→ Material for this exercise:
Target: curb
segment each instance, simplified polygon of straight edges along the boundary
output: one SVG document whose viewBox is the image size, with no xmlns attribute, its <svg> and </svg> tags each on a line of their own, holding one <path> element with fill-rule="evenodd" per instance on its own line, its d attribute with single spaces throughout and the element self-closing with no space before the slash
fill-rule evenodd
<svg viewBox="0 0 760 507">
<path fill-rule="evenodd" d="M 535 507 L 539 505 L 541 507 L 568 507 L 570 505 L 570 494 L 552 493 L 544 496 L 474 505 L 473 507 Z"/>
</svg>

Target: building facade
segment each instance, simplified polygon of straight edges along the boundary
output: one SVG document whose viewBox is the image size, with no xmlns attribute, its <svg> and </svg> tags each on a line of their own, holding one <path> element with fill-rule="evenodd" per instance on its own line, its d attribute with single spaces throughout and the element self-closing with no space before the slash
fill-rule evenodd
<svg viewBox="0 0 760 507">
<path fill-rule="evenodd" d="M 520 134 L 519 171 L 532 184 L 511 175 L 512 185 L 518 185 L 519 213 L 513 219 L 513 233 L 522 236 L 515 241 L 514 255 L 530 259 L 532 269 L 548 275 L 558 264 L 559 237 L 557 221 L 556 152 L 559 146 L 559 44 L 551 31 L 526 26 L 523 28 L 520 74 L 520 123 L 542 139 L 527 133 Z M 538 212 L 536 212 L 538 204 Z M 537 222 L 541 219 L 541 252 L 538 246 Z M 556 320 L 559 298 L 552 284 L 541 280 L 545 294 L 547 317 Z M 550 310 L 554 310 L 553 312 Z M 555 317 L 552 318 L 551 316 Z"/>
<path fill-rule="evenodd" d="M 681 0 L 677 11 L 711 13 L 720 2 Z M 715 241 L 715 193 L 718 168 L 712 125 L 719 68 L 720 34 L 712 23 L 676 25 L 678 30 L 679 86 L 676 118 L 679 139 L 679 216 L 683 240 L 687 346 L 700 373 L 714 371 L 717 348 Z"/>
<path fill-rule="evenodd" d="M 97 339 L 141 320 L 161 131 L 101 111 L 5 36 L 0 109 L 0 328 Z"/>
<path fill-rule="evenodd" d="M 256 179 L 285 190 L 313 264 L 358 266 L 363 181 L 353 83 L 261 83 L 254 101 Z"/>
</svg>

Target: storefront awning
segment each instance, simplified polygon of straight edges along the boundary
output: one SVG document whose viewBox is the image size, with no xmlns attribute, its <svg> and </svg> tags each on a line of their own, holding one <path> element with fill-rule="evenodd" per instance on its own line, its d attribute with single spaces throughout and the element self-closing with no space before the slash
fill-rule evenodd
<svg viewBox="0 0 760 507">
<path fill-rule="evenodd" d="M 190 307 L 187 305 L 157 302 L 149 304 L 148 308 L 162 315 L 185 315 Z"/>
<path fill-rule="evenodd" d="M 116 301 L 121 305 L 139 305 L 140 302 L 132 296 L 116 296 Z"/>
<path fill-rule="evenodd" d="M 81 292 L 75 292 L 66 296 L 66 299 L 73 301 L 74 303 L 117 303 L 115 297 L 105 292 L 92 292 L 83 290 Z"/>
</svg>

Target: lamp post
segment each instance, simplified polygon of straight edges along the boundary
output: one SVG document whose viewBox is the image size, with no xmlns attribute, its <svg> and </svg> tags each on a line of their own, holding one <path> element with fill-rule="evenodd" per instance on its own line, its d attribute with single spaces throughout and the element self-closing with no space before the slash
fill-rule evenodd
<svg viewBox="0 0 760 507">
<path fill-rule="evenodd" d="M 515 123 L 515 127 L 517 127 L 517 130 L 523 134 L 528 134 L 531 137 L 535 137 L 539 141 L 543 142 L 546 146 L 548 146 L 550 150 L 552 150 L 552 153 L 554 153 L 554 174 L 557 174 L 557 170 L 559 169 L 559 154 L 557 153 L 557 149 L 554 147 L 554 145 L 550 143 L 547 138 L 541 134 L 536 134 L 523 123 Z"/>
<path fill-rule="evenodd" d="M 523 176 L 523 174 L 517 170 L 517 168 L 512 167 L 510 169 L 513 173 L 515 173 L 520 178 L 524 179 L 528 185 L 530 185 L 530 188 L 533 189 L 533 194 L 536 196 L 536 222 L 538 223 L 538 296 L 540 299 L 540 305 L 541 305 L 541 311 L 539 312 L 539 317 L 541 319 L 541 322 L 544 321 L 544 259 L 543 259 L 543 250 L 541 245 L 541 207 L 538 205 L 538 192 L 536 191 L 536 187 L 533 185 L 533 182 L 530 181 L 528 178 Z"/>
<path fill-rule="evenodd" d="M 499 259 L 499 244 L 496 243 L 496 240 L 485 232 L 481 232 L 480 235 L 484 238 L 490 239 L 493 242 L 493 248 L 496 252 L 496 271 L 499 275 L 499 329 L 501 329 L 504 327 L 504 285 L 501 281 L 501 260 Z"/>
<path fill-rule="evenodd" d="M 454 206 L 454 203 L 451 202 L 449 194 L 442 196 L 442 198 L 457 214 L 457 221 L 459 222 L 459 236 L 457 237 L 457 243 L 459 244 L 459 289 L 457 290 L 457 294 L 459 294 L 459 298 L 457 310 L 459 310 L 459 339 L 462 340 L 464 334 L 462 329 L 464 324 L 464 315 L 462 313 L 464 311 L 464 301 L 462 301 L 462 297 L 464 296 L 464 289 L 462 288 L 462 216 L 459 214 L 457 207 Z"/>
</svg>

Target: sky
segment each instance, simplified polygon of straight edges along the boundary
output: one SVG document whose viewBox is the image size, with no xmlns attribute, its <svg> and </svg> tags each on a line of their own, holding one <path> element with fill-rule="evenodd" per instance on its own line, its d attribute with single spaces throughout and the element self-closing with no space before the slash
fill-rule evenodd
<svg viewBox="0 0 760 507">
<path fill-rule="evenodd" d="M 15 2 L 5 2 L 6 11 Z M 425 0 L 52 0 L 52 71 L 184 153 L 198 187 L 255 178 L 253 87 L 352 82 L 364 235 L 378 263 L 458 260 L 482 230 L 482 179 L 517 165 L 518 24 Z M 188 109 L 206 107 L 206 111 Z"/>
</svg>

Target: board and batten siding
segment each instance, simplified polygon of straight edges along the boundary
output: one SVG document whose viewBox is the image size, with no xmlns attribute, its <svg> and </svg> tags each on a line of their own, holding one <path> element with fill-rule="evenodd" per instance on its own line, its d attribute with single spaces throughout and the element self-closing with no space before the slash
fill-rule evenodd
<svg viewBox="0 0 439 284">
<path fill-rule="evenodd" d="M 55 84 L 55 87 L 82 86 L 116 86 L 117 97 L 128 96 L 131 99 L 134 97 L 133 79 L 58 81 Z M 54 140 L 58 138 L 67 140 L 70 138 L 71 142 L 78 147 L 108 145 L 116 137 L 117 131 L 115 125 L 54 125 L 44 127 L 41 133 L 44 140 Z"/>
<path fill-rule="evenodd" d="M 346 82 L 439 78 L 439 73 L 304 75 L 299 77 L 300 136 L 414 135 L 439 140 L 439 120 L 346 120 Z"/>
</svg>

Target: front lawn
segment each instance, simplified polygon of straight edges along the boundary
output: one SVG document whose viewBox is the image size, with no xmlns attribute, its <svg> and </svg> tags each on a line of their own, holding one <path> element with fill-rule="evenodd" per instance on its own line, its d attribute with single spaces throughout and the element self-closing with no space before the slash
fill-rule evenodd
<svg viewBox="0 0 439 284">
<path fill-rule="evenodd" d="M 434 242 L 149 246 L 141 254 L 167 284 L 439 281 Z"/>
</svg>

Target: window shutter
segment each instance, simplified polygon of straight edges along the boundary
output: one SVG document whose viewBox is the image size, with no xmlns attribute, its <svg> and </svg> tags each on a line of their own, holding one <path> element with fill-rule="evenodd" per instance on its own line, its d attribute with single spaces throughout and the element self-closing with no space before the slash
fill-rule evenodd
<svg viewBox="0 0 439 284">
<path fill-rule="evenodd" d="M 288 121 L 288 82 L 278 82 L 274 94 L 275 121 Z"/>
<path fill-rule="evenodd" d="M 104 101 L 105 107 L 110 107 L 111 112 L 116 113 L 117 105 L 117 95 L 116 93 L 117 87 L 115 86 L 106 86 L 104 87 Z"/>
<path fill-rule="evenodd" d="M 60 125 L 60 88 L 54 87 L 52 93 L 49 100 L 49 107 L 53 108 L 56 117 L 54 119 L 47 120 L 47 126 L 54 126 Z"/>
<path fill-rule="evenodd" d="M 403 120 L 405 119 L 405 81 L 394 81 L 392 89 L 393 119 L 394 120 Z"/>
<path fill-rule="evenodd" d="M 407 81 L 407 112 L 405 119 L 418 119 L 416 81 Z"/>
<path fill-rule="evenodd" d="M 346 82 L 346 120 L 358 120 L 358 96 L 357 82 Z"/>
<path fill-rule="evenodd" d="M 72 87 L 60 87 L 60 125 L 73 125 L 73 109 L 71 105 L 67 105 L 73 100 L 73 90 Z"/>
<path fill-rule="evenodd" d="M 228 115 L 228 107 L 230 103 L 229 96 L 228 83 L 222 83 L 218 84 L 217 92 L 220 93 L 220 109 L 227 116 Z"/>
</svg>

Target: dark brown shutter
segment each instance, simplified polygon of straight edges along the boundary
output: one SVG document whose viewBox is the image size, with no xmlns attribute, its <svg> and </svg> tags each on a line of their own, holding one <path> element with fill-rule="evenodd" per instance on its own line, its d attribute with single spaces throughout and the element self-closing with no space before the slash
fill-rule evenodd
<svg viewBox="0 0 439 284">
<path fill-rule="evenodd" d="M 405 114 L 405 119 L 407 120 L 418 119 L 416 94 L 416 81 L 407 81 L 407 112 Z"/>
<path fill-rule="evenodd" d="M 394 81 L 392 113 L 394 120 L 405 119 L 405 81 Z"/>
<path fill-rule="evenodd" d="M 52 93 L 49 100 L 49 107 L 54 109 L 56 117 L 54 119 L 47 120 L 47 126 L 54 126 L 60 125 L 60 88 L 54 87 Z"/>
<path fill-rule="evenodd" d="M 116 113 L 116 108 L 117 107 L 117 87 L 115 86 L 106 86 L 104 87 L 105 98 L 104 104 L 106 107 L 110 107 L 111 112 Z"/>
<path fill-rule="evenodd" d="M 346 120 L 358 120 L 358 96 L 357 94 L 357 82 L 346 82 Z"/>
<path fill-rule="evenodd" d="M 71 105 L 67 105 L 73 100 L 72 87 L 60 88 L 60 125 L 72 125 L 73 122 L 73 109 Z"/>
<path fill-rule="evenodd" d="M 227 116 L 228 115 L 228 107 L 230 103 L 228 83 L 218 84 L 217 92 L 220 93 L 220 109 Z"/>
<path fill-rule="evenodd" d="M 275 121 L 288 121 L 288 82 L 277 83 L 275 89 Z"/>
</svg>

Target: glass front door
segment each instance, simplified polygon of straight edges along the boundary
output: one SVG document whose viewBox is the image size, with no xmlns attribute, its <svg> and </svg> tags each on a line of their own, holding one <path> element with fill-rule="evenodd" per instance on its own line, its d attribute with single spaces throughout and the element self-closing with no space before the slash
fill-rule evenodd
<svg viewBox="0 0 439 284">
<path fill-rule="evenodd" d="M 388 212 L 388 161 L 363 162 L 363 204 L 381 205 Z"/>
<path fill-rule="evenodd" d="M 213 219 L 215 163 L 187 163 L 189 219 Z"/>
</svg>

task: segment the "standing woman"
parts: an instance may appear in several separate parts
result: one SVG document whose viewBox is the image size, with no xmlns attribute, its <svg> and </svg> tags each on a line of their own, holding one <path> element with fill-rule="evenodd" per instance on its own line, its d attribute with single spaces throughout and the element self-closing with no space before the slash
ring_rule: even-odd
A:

→ What the task requires:
Copy everything in the items from the line containing "Target: window shutter" down to the line containing "87 L 60 125", including both of those lines, and reproduce each line without any changes.

→ Answer to this exercise:
Target: window shutter
segment each instance, simplified polygon of straight edges along the boundary
output: one SVG document whose viewBox is the image size, with no xmlns attribute, its <svg> and </svg> tags each on a line of their own, holding one <path> element with fill-rule="evenodd" per instance on its own line, its d attribute with single spaces throughout and the element self-closing with no space before the slash
fill-rule evenodd
<svg viewBox="0 0 439 284">
<path fill-rule="evenodd" d="M 288 121 L 288 82 L 278 82 L 274 94 L 275 121 Z"/>
<path fill-rule="evenodd" d="M 104 101 L 105 107 L 110 107 L 111 112 L 116 113 L 117 105 L 117 95 L 116 93 L 117 87 L 115 86 L 106 86 L 104 87 Z"/>
<path fill-rule="evenodd" d="M 60 125 L 60 88 L 54 87 L 52 93 L 49 100 L 49 107 L 53 108 L 56 117 L 54 119 L 47 120 L 47 126 L 54 126 Z"/>
<path fill-rule="evenodd" d="M 403 120 L 405 119 L 405 81 L 394 81 L 392 89 L 393 119 L 394 120 Z"/>
<path fill-rule="evenodd" d="M 407 81 L 407 112 L 405 119 L 418 119 L 416 81 Z"/>
<path fill-rule="evenodd" d="M 346 82 L 346 120 L 358 120 L 358 96 L 357 82 Z"/>
<path fill-rule="evenodd" d="M 72 87 L 60 87 L 60 125 L 73 125 L 73 109 L 71 105 L 67 105 L 73 100 L 73 90 Z"/>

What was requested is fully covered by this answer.